SUPPLIED TEXT
* * *
There is a fairly big gap between chained in the closet and completely free access to the internet. There is also a lot difference between catching a glimpse of some porn and spending hours in their bedroom exploring the darkest corners of the internet.
I don't have them chained up, but I'm also not concerned they are become radicalized, or damaging themselves watching snuff films and goatse.
With parenting it’s not a case where you have 100% airtight control over everything with no possible leaks. It’s a spectrum where you impose expectations combined with some controls.
The parents I’ve seen who give up and make no efforts because they think it’s impossible to perfect control everything don’t have great outcomes. This applies to everything from internet to drinking alcohol and more.
I went through it and circumvented it completely in the 90s when the only way online was a computer with a modem in the living room. It's so much easier today, its absolutely trivial to circumvent anything you're doing. Old smartphones from "a friend's brother" are easily hidden and can be used on wifi you don't control.
All it takes is the kid wanting to go behind your back, the rest becomes easy for them. The only chance you have is establishing a good relationship with your kid and instilling good values. You can't actually control them online unless you lock down their life like a supermax prison.
You can legally order pipe tobacco and cigars on the internet in the US without showing ID. When I was a kid you could do it with wine too, and I doubt that's changed. I don't find it to be a problem.
buywinesonline.com (random retailer I found) says they do
Buy Wines Online currently does not ship alcohol to AL, MI, MS, UT, HI, AK
Says it requires an "adult signature" but anyone who's signed for fedex/ups knows they don't check your ID. I can say, when I was in high school, they did not check...
I think smoking is a little different for a few reasons.
It's physically addictive with harsh withdrawal symptoms that makes it difficult to quit; and it has significant healthcare costs for the wider community when smokers eventually get sick and die prematurely.
Nobody is going to get addicted and die prematurely from reading 4chan. Cleaning what you consider a cesspool is not the job of the government. These laws are about kids stumbling into the cesspool before they are ready.
Parents can choose to just not give their kids phones till they are 12 or 13 (highschool). Before that, internet access is on locked down devices in the family room with somebody else around.
Personally I think once your kids are about 13-14 you have probably had your chance to pass on your morals, they need to be mentally prepared to encounter bad stuff on the internet and deal with it.
There used to be speculation that smokers actually cost less to the government, since they get lung cancer and die before they would get their pensions, or soon after, and therefore the government wanted people to smoke.
I mean, point 1 in favour of this theory is the fact that tobacco is legal, while most drugs aren't.
Psychologically perhaps, but to say physically addictive is not precise.
The government in general has been becoming increasingly authoritarian and centralized far before social media, see the abuses of the CIA and MK ULTRA, Operation Mockingbird, COINTELPRO, the War on Terror. You use the term neonazi, yet I hope you're honest enough to recognize the left also has dark authoritarian impulses. It was only a few years ago that we had ruinous lockdowns, widespread censorship, illegal mandates for experimental medical interventions, mostly peaceful riots, a 30% spike in homicides, anarcho-tyranny with the prosecution of Kyle Rittenhouse and Daniel Penny, etc.
Where I think they are going wrong is that they are trying to levy fines rather than just blocking the business.
Oh, and the whole age verification thing is bonkers. I'm a parent of 2 teenagers, I don't think its asking too much for a parent to be responsible for what children see and do on the internet.
* * *
THE TASK
Answer from the text on children and internet access above:
(a) Which states does Buy Wines Online not ship alcohol to?
(b) Until what age does the text say parents can choose not to give their kids phones?
(c) In which decade does the text say the only way online was a computer with a modem in the living room?

PROVIDED INFORMATION
* * *
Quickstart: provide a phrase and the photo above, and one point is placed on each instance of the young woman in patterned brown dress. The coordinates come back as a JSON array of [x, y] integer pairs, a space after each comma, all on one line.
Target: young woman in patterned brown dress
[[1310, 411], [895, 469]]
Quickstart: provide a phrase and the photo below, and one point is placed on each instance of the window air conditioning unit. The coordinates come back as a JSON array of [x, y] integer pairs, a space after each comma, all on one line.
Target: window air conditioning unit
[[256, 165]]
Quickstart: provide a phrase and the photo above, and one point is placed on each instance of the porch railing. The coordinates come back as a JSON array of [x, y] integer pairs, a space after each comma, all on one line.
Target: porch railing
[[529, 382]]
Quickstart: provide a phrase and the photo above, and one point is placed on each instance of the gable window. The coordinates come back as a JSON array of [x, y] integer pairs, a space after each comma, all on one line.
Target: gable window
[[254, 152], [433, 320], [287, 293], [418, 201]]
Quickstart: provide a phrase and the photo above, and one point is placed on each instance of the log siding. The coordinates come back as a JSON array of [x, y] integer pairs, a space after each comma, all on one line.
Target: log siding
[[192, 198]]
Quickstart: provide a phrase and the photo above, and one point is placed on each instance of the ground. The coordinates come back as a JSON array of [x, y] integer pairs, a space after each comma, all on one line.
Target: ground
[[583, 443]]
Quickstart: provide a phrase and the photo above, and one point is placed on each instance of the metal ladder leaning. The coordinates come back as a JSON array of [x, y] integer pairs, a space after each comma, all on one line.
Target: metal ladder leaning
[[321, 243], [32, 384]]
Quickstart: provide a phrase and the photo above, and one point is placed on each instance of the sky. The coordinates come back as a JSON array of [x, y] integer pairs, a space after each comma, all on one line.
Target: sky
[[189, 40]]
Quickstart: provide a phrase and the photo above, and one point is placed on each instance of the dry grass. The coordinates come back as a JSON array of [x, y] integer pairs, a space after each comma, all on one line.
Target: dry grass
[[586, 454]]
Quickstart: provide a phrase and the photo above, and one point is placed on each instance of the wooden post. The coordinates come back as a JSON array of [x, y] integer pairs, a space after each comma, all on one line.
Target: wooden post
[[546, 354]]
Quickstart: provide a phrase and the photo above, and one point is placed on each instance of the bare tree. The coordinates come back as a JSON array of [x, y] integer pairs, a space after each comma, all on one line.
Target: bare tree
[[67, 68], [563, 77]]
* * *
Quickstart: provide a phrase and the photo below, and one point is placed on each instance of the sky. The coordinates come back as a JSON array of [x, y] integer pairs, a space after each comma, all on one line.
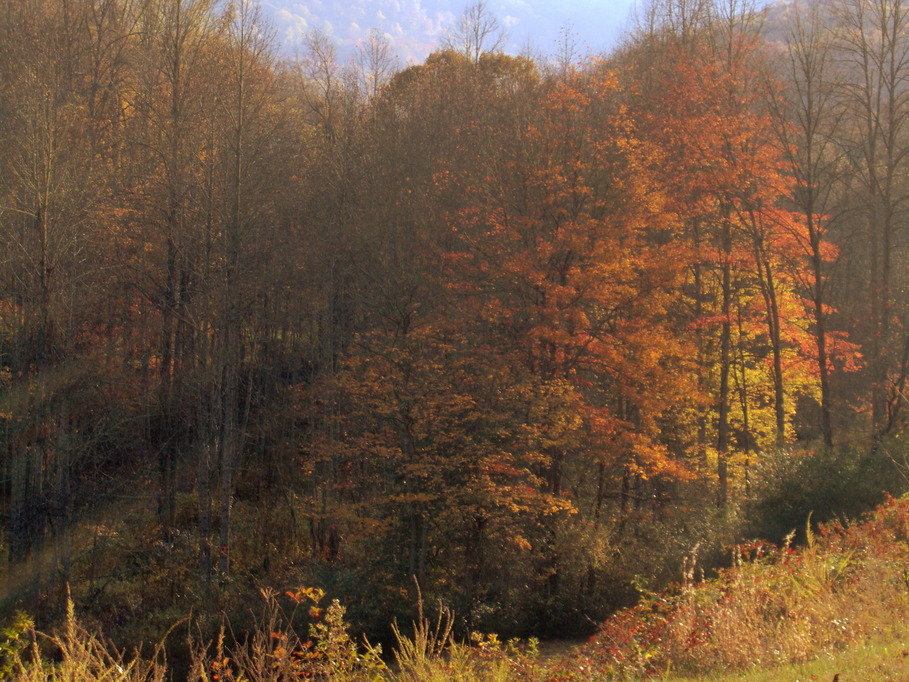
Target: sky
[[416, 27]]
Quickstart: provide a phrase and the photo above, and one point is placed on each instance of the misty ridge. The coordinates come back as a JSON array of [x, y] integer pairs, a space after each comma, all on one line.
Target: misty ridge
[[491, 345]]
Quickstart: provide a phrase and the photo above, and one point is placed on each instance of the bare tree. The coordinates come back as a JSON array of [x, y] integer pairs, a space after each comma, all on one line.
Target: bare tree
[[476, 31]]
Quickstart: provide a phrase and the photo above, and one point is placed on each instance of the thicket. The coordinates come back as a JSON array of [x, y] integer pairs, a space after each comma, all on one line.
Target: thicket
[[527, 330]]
* * *
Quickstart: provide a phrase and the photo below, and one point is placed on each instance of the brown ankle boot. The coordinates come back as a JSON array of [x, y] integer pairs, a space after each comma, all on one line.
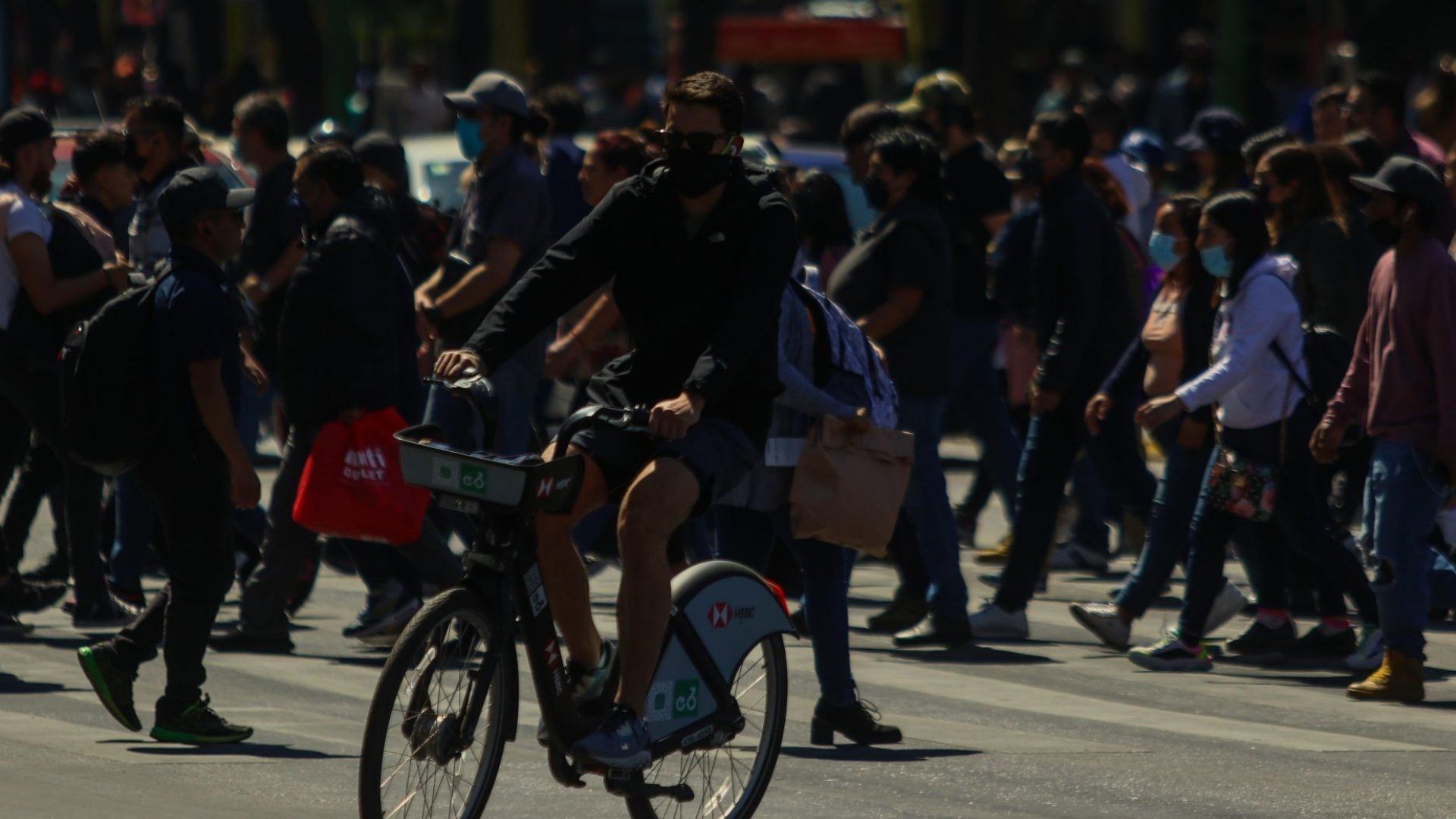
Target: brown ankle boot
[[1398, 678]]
* * *
RESPONSE TO THIS TASK
(a) AL, MI, MS, UT, HI, and AK.
(b) Until they are 12 or 13 (high school).
(c) The 90s.